>> Start Record set

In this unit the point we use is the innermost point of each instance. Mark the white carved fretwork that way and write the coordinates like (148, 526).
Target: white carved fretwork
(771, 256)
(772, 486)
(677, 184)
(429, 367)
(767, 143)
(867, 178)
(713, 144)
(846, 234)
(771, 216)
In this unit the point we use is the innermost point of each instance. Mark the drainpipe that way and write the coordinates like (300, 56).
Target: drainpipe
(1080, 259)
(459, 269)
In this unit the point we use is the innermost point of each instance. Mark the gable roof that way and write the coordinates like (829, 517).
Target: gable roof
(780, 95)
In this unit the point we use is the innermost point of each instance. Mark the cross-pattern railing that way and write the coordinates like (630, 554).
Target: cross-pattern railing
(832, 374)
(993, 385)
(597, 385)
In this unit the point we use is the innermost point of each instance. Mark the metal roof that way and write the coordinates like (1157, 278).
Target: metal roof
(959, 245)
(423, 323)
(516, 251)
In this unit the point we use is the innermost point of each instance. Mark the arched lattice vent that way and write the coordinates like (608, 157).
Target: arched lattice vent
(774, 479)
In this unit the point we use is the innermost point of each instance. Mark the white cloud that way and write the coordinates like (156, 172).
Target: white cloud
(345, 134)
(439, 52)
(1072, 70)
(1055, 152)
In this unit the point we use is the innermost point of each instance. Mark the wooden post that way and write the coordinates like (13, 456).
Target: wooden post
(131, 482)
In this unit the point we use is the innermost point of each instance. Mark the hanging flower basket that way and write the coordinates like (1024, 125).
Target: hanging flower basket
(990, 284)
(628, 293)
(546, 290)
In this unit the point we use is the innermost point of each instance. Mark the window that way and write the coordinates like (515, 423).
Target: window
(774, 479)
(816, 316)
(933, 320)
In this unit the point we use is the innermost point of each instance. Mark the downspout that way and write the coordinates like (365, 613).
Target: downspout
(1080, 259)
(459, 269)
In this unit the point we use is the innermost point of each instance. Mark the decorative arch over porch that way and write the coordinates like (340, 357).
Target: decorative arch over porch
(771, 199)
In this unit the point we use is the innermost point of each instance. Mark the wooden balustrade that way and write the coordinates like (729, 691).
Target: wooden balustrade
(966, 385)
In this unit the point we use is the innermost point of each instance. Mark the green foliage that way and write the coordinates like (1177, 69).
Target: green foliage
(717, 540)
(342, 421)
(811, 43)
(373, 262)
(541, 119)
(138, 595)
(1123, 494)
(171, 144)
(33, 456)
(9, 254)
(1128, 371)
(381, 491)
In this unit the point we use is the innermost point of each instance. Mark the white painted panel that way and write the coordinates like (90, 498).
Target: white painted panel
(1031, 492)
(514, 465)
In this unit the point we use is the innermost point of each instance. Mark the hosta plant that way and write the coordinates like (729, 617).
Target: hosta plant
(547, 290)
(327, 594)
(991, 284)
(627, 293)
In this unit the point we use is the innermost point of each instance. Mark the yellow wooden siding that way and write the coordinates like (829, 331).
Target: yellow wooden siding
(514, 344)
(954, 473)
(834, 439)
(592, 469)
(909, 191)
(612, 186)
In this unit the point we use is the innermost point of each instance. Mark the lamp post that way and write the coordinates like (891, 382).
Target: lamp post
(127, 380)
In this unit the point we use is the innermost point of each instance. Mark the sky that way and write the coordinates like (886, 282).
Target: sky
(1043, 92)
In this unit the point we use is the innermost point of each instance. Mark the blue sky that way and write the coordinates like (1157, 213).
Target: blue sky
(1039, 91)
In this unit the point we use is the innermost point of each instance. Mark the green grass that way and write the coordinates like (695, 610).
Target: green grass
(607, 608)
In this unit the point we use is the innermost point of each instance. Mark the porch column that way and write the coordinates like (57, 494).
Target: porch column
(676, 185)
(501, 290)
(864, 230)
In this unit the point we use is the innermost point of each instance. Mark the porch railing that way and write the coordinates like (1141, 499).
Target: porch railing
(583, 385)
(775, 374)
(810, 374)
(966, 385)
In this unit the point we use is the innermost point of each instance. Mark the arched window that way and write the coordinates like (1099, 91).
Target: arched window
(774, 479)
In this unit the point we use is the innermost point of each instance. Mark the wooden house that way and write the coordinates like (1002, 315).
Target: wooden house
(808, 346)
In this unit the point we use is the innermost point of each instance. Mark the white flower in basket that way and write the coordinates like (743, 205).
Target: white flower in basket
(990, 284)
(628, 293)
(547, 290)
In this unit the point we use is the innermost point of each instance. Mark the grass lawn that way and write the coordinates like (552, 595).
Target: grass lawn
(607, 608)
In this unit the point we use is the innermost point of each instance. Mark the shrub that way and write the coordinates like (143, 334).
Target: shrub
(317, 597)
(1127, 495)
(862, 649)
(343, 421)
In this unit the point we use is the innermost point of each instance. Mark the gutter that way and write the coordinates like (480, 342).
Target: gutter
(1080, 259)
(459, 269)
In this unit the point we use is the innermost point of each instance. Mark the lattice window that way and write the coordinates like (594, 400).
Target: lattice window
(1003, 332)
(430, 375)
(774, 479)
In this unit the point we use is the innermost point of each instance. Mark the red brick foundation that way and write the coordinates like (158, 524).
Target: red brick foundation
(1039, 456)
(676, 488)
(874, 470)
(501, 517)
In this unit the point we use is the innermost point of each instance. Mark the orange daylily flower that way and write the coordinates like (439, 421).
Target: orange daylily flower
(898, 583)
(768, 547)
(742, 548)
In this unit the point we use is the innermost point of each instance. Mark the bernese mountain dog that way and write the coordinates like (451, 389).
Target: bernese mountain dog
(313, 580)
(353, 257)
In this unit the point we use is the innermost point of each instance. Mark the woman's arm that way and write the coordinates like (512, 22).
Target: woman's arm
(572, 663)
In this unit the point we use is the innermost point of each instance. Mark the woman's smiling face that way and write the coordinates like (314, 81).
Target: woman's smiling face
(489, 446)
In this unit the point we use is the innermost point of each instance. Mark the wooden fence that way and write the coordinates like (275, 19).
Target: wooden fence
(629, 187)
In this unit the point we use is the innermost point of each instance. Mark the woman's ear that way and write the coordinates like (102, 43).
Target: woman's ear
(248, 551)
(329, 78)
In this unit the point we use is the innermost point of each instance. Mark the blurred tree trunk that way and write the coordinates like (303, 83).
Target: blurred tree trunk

>> End Record set

Prompt: Please recast all the rows above as a numbered list, leaving out any blank lines.

Output of the exercise:
1. In this unit the point we use is the innermost point of each instance. Mark the white carved fretwork that way and write the coordinates like (148, 526).
2. Target: white carved fretwork
3. (771, 256)
4. (772, 486)
5. (677, 184)
6. (429, 367)
7. (767, 143)
8. (867, 178)
9. (713, 144)
10. (846, 234)
11. (771, 216)
12. In this unit the point we use is the innermost point of each instance. Mark the drainpipe that way and write the coordinates like (300, 56).
13. Target: drainpipe
14. (1080, 259)
15. (459, 269)
16. In this unit the point we use is the innermost point of each instance. Mark the gable roof that way and write the coordinates like (829, 517).
17. Target: gable roof
18. (780, 95)
19. In this unit the point we use is the innermost point of each instance. Mark the cross-pattern railing that way and write the coordinates like (630, 554).
20. Target: cross-pattern railing
21. (832, 374)
22. (993, 385)
23. (597, 385)
24. In this unit the point we use is the innermost point of each instance. Mark the metal roof that way and write the coordinates like (1157, 278).
25. Target: metal roof
26. (959, 245)
27. (423, 323)
28. (516, 251)
29. In this unit the point we use is the innermost point of each instance. Mark the arched lattice vent that way and write the coordinates like (608, 157).
30. Target: arched lattice vent
31. (774, 479)
32. In this unit the point we use is the innermost point of each instance. Mark the white cloud that way and write the coordinates like (156, 172).
33. Target: white cloud
34. (345, 134)
35. (439, 52)
36. (1072, 70)
37. (1055, 152)
38. In this unit the point we use is the innermost point of each instance. Mark the wooden post that way and write the coordinates like (13, 456).
39. Target: wooden post
40. (131, 482)
41. In this unit the point we use is the innermost point of each instance. Mark the hanging flower basket that way and write the coordinates like (1024, 125).
42. Target: hanging flower basket
43. (990, 284)
44. (628, 293)
45. (546, 290)
46. In this unit the point we use is the innermost point of each instance. Mark the window that way and write the coordinates like (515, 423).
47. Target: window
48. (774, 479)
49. (816, 316)
50. (933, 320)
51. In this unit the point we use is the innermost point of each instance. Mark the downspout that way and write the coordinates like (365, 613).
52. Target: downspout
53. (1080, 259)
54. (459, 269)
55. In this unit the point we use is the innermost point of each instance. Mark the decorative arch over porch that way and write the coordinates like (340, 357).
56. Target: decorative arch over porch
57. (771, 199)
58. In this unit the point we use is the innermost point of each instance. Mark the wooden balustrade that way and write the coordinates like (729, 691).
59. Target: wooden balustrade
60. (966, 385)
61. In this unit the point we use is the innermost point of each instance. Mark the green foliage that way and write the coordinates like (1177, 69).
62. Target: green foliage
63. (717, 540)
64. (342, 421)
65. (811, 43)
66. (373, 262)
67. (541, 119)
68. (138, 595)
69. (1123, 494)
70. (171, 144)
71. (33, 456)
72. (9, 254)
73. (1128, 371)
74. (381, 491)
75. In this unit the point we use is the innermost point of each instance. Mark the white painted panel that way and write the coordinates like (90, 498).
76. Target: white painted panel
77. (1031, 492)
78. (514, 465)
79. In this unit the point we use is the innermost point of each instance. Mark the hosta plant that way and write the coordinates like (729, 617).
80. Target: hosta plant
81. (547, 290)
82. (327, 594)
83. (991, 284)
84. (627, 293)
85. In this unit the point we use is the innermost point of each instance. Mark the yellow wooden siding that way and write the coordinates like (829, 331).
86. Target: yellow wooden siding
87. (514, 344)
88. (954, 473)
89. (834, 439)
90. (592, 469)
91. (909, 191)
92. (612, 186)
93. In this unit the point we use is the innermost point of each instance. Mark the lamp post that way and write the coordinates like (891, 382).
94. Target: lamp post
95. (127, 380)
96. In this unit the point we use is the innermost point of each instance. Mark the sky that way and write the coordinates like (886, 282).
97. Target: sky
98. (1043, 92)
99. In this unit the point we use is the innermost point of each instance. Mark the blue sky that way and write the coordinates like (1157, 213).
100. Target: blue sky
101. (1039, 91)
102. In this unit the point we use is the innermost point of each instance. Mark the green grass that way and write the coordinates like (695, 610).
103. Target: green grass
104. (607, 608)
105. In this unit the point we use is the innermost point of each instance. Mark the porch column that way and write the coordinates like (57, 494).
106. Target: porch column
107. (676, 185)
108. (501, 290)
109. (864, 230)
110. In this unit the point we use is the innermost point of each instance. Mark the porch railing that way and write the coordinates like (1141, 499).
111. Target: porch railing
112. (583, 385)
113. (775, 374)
114. (810, 374)
115. (966, 385)
116. In this unit the point we use is the innermost point of each instance. Mark the arched window that way and write the coordinates like (1099, 91).
117. Target: arched window
118. (774, 479)
119. In this unit the point we use is the innermost point of each instance. Mark the wooden house that way and write the coordinates like (1002, 315).
120. Target: wooden house
121. (808, 346)
122. In this unit the point we use is the innermost point of each instance. Mark the white flower in basket that way and write the coordinates like (743, 205).
123. Target: white flower in basket
124. (990, 284)
125. (628, 293)
126. (547, 290)
127. In this unit the point we use is the innermost point of each instance. Mark the grass lawn that way and write the coordinates like (552, 595).
128. Target: grass lawn
129. (607, 608)
130. In this unit the point we use is the innermost point of each instance. Mark the shrub that way and write the coordinates like (143, 334).
131. Target: shrub
132. (317, 597)
133. (1127, 495)
134. (862, 649)
135. (343, 421)
136. In this unit the point we use is the innermost point of each instance. Mark the gutter that way and write the coordinates like (480, 342).
137. Target: gutter
138. (1080, 259)
139. (459, 269)
140. In this unit the point we use is the innermost point of each instance. Mark the lattice window that way and write the coordinates like (594, 400).
141. Target: lattice window
142. (1003, 332)
143. (430, 375)
144. (774, 479)
145. In this unit the point we use is the innermost point of each instance. Mark the red brick foundation that way and write the coordinates like (158, 524).
146. Target: red brick foundation
147. (1039, 456)
148. (676, 488)
149. (874, 470)
150. (501, 517)
151. In this unit the point we use is the innermost point of each instance. Mark the orange daylily flower that way and write the coordinates like (439, 421).
152. Target: orange daylily flower
153. (898, 583)
154. (768, 547)
155. (742, 548)
156. In this unit the point we use is the innermost point of each instance. Mark the bernese mountain dog that way and write the coordinates like (451, 389).
157. Target: bernese mountain dog
158. (313, 580)
159. (353, 257)
160. In this unit the point we use is the innermost point of each instance. Mark the woman's arm that way and write the coordinates like (512, 22).
161. Target: woman's arm
162. (572, 663)
163. In this unit the point we use is the innermost point of each instance. Mark the woman's smiling face that way and write the coordinates like (314, 81).
164. Target: woman's smiling face
165. (489, 446)
166. In this unit the point we use is the innermost point of each instance. Mark the wooden fence that way and write the coordinates like (275, 19).
167. Target: wooden fence
168. (629, 187)
169. In this unit the point we use is the innermost point of each instance. Mark the woman's ear that way and write the coordinates like (102, 43).
170. Target: woman's ear
171. (248, 551)
172. (329, 78)
173. In this unit the point we use is the innermost point of each instance. Mark the blurred tree trunk that way and write the coordinates like (303, 83).
174. Target: blurred tree trunk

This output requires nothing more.